From the article, a small investor: "China’s stock market is really different from other countries"

It's different this time. I'm sure I've heard that before.

Anyway, something tangential but a little bit interesting; it seems that an accountant quoted in this story, "Yao Lina", sold all her holding in February 2012: http://s-aint.com/store/files/Bloomberg_Business_News_Headli...

And also in November 2013: http://www.bloomberg.com/news/articles/2014-01-21/china-ipos...

And June 2015 in this article.

All Bloomberg origin, as far as I can tell.

Sure, maybe she really does binge on cycles of all in and all out, but it seems odd nonetheless. If I had to guess, if she does exist, she's a reliable source for journos who need an "ordinary chinese citizen" to tell them she's bailed out completely, and give them a good quote, always on the same theme:

“I have no confidence in the stock market,”

“I thought the market was going nuts and someone was coming to manipulate the market... I have no confidence in the market because there are lots of speculators playing in it.”

...the government may take as long as five years to fix “structural” challenges in the economy that have curbed growth.

This most recent article contains an odd change of tone, though. She's still bailed out (so she says, again), but also “China’s stock market is really different from other countries. The government surely has some measures to control the movement.” I'm sure I've heard that before; people sure that the magical government can somehow stop a market crash.

It would be interesting to work out how well her quoted comments match the official PRC government line (and unofficial government line) at the time; if she exists, is she a government mouthpiece, or just someone the journos know is always good for a negative quote about the Chinese market, from the small investor? I wouldn't be surprised if all these Bloomberg journos ever saw of her was a controlled press release of suitable comments and sources from China, for them to mine from to make their story.


It's not surprising at all. There have been reports of construction companies rebranding themselves as tech companies and doing a public offerings at P/E ratios that would make the hucksters of Silicon Valley circa 1999 blush. It will be interesting to see how it affects the rest of the world. That's the unpredictable part.


It seems to me that construction workers should have an excellent understanding of pivots.


+1 clever!


Would love to learn more about that, got a link?



How exposed to China is the rest of the world? If it's not a lot then it kind of doesn't matter as much.


[deleted]


The GP talked about how it would affect the rest of the world and P responded to that. It wasn't any sort of discount on the suffering many Chinese persons might feel if significant financial loss is incurred through a dramatic correction of the market.


Your comment makes me wonder how stock ownership is distributed amongst the Chinese population. Are these losses borne mostly by wealthy speculators, or are retirement funds and small investors caught up in this? An index fund is an unsophisticated type of hedge, but it doesn't work very well if there's widespread accounting corruption.

> **Pointing dataset lines**
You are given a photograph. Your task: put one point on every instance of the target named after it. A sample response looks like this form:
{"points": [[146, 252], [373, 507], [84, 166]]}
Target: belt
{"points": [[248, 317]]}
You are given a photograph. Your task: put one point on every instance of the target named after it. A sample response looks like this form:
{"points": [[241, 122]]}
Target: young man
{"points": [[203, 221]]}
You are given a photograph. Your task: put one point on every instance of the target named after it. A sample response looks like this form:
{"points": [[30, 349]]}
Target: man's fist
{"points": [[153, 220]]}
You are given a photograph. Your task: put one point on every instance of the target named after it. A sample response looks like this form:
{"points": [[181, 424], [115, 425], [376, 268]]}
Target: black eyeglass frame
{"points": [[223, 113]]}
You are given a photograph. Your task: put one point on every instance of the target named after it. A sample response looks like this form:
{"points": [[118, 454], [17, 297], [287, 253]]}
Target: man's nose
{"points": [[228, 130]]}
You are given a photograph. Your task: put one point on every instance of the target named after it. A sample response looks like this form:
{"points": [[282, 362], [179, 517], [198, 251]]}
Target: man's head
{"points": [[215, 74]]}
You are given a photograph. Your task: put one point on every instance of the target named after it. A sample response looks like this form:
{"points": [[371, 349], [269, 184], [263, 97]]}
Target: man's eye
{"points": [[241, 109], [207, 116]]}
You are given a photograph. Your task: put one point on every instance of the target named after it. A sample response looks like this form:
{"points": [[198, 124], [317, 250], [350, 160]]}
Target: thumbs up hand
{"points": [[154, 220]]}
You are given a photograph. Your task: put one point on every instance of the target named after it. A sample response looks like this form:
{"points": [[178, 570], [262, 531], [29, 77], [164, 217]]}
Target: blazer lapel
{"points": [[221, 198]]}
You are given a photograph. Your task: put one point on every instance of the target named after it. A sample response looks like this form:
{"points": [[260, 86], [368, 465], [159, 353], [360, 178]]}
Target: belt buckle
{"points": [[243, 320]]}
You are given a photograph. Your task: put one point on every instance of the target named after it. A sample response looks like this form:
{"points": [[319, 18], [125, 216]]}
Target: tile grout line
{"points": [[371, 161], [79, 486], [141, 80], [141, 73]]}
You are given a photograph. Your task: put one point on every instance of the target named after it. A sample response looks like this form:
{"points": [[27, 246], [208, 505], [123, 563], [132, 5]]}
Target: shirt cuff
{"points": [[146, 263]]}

> **TASK DIRECTIONS**
Write out, word for word, the part of the China stock market discussion above that runs from "It's different this" down to "in this article.".

> **RESPONSE**
It's different this time. I'm sure I've heard that before.

Anyway, something tangential but a little bit interesting; it seems that an accountant quoted in this story, "Yao Lina", sold all her holding in February 2012: http://s-aint.com/store/files/Bloomberg_Business_News_Headli...

And also in November 2013: http://www.bloomberg.com/news/articles/2014-01-21/china-ipos...

And June 2015 in this article.